(Excerpts from a dataset)
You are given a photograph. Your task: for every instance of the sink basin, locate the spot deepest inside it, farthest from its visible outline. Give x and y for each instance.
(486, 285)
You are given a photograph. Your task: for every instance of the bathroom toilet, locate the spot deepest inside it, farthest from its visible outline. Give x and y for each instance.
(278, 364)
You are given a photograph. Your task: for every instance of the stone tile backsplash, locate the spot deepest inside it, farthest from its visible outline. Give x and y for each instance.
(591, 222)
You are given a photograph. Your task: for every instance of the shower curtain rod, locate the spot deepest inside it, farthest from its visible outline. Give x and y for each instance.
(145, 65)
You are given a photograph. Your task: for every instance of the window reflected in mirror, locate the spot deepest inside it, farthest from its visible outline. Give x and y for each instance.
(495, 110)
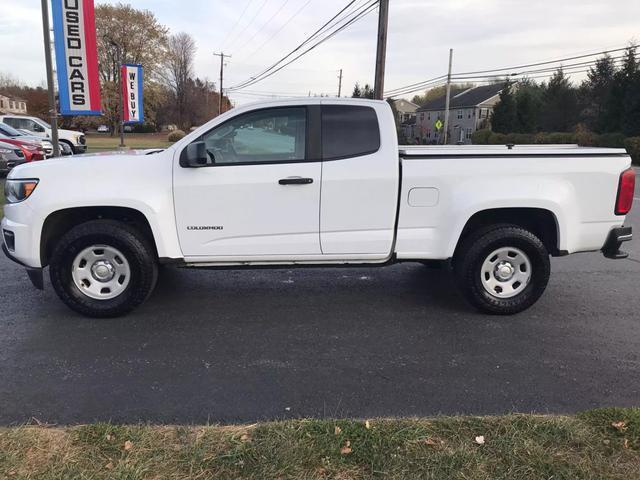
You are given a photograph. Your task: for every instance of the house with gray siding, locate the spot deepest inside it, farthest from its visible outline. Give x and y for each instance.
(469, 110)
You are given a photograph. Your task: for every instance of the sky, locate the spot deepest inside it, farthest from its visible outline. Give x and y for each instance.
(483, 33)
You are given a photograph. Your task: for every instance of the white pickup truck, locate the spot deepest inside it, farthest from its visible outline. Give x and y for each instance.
--
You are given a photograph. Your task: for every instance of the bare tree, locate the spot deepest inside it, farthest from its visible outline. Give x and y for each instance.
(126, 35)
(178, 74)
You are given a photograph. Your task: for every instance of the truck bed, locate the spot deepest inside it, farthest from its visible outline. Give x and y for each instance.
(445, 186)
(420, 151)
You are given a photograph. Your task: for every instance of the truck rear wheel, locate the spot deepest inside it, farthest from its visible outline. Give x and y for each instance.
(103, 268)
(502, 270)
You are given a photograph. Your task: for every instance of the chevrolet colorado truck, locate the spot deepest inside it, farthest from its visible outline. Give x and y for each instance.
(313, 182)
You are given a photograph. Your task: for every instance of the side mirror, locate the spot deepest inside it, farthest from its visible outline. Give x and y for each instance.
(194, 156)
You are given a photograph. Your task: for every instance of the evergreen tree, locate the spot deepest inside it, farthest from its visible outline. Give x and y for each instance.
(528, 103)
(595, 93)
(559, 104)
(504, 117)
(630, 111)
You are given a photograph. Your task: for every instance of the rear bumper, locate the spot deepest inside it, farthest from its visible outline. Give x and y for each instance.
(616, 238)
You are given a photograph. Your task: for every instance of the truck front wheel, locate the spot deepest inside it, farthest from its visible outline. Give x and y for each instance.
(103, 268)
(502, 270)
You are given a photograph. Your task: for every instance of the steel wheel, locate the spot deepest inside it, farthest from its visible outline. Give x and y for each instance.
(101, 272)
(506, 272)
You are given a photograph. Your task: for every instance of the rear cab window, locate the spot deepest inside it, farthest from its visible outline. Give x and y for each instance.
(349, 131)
--
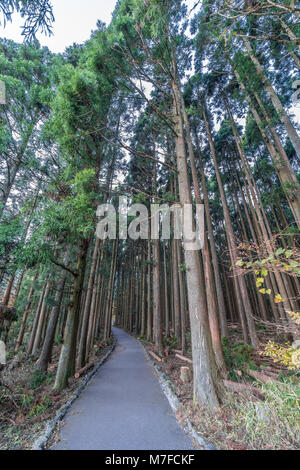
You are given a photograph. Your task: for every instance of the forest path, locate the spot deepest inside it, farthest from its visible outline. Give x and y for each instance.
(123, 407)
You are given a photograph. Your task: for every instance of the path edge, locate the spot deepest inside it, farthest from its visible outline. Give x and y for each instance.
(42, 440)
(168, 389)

**Task prompt:** Set down, exactly as written above, each line from the one with "of the shower" through the one with "of the white", and skip the pictures.

**Response for this exercise:**
You are given a photograph. Your task: for every instance of the shower curtain rod, locate the spot deepest inside it, farthest from its visible outline. Give x and y for each instance.
(145, 65)
You are given a photograph. Your task: for every instance of the window reflected in mirror, locate the spot deepest inside it, farthest from its visible outline. Give x and y for each instance.
(495, 110)
You are given a photograph. Your task: for every instance of the house with gray siding, locate the spot deepest inside it, farthest from its visible outline. Give x and y for each instance.
(469, 110)
You are given a photograph. Your task: for every instance of the sky, locate the spot deepest inside it, farthest from its visible outline. Give x and y for each instance.
(483, 33)
You are given a photograph. Your task: for every instance of the white pickup truck, locate the spot deepest inside it, farthest from its visible outline. Give x and y for each instance.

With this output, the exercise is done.